Exercise — Write out the rows below verbatim, changing nothing.

Input material —

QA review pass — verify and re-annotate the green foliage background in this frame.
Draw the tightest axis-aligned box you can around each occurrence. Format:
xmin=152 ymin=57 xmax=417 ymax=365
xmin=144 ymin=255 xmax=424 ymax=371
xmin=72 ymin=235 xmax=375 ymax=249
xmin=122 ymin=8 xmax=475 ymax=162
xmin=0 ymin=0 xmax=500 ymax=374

Final result —
QA review pass — verify and re-annotate the green foliage background in this frame.
Draw the tightest axis-aligned box you can around each occurrence. Format:
xmin=152 ymin=57 xmax=417 ymax=365
xmin=144 ymin=255 xmax=424 ymax=371
xmin=72 ymin=235 xmax=375 ymax=249
xmin=122 ymin=8 xmax=475 ymax=162
xmin=0 ymin=0 xmax=500 ymax=374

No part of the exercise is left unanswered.